▶ **Your instructions**
Exactly as written, transcribe each line of the listing.

▶ **Records to use**
───

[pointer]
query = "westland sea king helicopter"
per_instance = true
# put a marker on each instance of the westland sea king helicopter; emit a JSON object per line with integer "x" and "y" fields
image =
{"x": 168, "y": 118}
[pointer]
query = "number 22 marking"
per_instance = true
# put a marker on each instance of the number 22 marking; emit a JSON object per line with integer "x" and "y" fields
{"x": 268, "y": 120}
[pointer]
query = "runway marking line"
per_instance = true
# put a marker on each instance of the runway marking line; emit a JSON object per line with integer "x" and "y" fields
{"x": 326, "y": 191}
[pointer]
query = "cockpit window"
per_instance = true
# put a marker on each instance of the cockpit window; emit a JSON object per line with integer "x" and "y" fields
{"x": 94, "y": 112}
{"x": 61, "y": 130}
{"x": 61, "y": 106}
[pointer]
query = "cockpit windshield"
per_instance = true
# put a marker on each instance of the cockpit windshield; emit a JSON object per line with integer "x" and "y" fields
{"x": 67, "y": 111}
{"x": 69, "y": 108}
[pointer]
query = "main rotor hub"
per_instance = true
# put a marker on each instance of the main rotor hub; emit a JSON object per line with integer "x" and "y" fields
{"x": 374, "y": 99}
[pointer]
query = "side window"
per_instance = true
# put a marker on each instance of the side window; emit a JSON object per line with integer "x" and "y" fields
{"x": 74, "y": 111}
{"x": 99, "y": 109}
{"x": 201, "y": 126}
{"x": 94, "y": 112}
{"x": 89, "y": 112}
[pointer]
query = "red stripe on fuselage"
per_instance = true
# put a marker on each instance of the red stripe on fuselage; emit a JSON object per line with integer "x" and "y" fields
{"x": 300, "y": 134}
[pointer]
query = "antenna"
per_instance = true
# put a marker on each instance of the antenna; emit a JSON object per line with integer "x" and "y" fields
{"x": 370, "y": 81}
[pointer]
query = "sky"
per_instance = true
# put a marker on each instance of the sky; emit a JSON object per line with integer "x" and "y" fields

───

▶ **Solved problem**
[pointer]
query = "westland sea king helicopter"
per_instance = true
# put a marker on each instance of the westland sea king helicopter; emit a JSON object per line with integer "x" and "y" fields
image =
{"x": 168, "y": 118}
[pointer]
query = "number 22 marking"
per_instance = true
# put a marker on each instance of the number 22 marking; emit a JSON object per line with integer "x" and "y" fields
{"x": 268, "y": 120}
[pointer]
query = "runway marking line"
per_instance = true
# put a marker on each instance of the runway marking line; emit a JSON object per line with integer "x" and "y" fields
{"x": 326, "y": 191}
[pointer]
query = "cockpit window"
per_instance = true
# put a marker on each instance of the cockpit window; emit a JSON object per line with integer "x" and "y" fields
{"x": 94, "y": 112}
{"x": 61, "y": 130}
{"x": 61, "y": 106}
[pointer]
query = "cockpit windshield"
per_instance = true
# put a marker on each instance of the cockpit windshield; emit a JSON object per line with integer "x" and "y" fields
{"x": 67, "y": 111}
{"x": 69, "y": 108}
[pointer]
query = "main rotor hub"
per_instance = true
# put a marker on each instance of the main rotor hub; emit a JSON object per line with integer "x" and "y" fields
{"x": 374, "y": 99}
[pointer]
query = "side window"
per_instance = true
# put a marker on each instance of the side window; emit a JSON object per line with integer "x" and "y" fields
{"x": 74, "y": 111}
{"x": 99, "y": 109}
{"x": 201, "y": 126}
{"x": 94, "y": 112}
{"x": 89, "y": 112}
[pointer]
query = "red stripe on fuselage"
per_instance = true
# put a marker on each instance of the red stripe on fuselage; emit a JSON object per line with integer "x" and "y" fields
{"x": 300, "y": 134}
[pointer]
query = "antenna"
per_instance = true
# put a marker on each instance of the antenna; emit a JSON object per line with integer "x" and "y" fields
{"x": 370, "y": 81}
[pointer]
query = "sky"
per_instance = true
# put a marker on each instance of the sky; emit a JSON object per line with integer "x" and "y" fields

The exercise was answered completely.